Martin L. (Mell) Vaughan, III, chairman and chief executive officer, said, “Property and casualty premium declines continued to influence the industry and our financial comparisons during the third quarter. In addition to delivering compelling risk management services and products to our clients, to build value in a soft property and casualty market, our strategy is to continue to raise sales productivity, service quality and operational efficiency, selectively add individual talent, and maintain an active and disciplined acquisition program. Despite subdued quarterly financial comparisons, which were clearly affected by the market setting, we achieved major progress in each of these strategic areas, particularly acquisitions, for which we added significantly to an already outstanding year.”
F. Michael Crowley, president, added, “During the quarter, we transformed three long-term objectives to high-priority current assignments. These aggressive initiatives are designed to significantly reduce costs and improve operational effectiveness by turning around underperforming offices; optimizing IT support, administrative operations and procurement; and refining sales leadership best practices and continuously upgrading sales talent. Progress with these three programs will help mitigate soft market conditions as well as target key tenets of our five-year strategic plan.”

Data shown:
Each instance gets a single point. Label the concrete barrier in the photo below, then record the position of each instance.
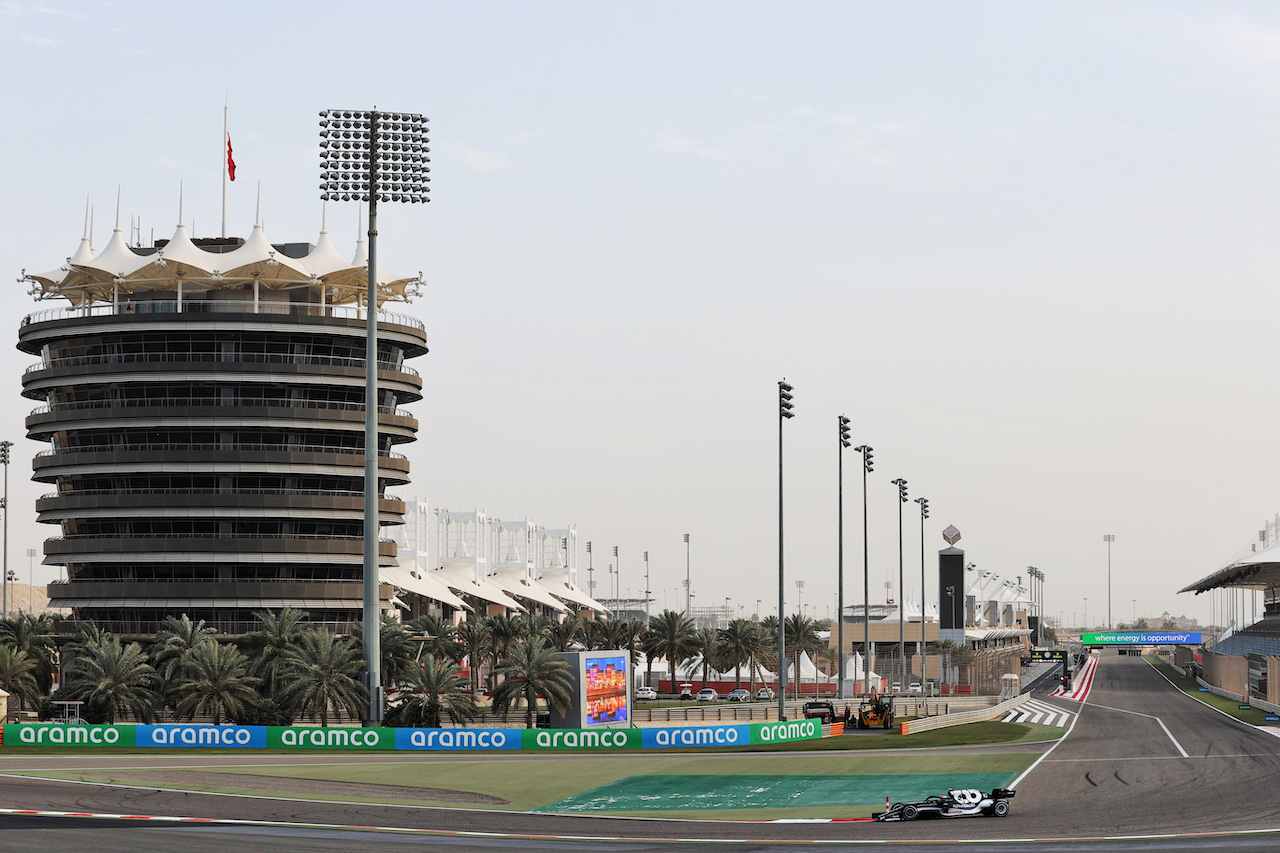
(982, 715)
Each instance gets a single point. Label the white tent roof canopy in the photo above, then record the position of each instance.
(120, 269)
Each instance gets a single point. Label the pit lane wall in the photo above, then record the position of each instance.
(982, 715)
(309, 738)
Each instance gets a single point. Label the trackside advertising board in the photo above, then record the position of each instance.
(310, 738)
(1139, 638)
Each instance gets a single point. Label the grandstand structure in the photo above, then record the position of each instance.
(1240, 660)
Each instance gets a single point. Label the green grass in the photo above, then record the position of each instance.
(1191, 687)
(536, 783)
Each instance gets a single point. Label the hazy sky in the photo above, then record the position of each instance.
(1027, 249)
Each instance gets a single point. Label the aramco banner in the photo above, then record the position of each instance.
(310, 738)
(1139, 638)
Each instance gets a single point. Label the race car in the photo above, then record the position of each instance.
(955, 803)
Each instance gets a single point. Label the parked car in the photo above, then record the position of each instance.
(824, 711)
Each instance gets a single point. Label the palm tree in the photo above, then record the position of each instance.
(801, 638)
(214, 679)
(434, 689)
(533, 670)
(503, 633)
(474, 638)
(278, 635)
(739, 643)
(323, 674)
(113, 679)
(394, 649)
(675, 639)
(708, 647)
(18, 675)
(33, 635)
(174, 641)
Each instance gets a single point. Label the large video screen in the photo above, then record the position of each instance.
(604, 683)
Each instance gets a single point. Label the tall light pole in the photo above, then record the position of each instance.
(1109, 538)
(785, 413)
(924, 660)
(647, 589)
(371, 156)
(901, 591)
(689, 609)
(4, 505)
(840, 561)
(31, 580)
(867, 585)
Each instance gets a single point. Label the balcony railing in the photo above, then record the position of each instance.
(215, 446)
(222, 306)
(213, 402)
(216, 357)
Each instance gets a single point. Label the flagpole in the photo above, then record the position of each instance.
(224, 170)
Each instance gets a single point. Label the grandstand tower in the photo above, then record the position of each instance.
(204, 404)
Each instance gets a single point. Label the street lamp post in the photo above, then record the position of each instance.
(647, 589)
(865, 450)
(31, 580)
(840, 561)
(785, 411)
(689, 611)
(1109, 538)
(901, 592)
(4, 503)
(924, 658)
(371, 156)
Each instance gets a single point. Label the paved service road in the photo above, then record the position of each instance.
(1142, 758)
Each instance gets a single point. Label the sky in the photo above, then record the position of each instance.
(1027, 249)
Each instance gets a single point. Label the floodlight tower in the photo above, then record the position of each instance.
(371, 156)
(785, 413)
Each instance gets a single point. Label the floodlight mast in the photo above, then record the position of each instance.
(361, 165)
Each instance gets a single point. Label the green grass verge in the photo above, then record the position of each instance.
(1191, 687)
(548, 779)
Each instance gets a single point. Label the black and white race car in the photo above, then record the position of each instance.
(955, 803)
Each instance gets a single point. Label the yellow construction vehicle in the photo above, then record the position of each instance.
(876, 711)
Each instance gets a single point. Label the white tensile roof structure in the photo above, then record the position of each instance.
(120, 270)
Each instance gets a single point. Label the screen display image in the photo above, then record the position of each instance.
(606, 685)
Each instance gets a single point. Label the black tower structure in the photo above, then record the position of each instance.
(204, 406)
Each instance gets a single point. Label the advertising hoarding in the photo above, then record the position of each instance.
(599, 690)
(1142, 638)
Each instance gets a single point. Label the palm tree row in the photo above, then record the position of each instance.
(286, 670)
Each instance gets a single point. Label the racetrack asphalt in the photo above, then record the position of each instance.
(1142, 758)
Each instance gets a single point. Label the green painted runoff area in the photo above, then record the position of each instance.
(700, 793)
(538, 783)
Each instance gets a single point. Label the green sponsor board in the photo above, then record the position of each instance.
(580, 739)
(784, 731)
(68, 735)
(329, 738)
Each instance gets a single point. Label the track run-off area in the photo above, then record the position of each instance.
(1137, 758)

What is required: Decide whether each statement agrees with the executives' remarks above. Answer yes or no, and quote the words from the remarks that settle it. (a) The president says three long-term objectives became high-priority current assignments during the quarter. (b) The chairman says no progress was made on acquisitions. (c) The chairman calls the property and casualty market a hard one.

Response to this exercise:
(a) Yes: "During the quarter, we transformed three long-term objectives to high-priority current assignments."
(b) No: "we achieved major progress in each of these strategic areas, particularly acquisitions"
(c) No: "to build value in a soft property and casualty market"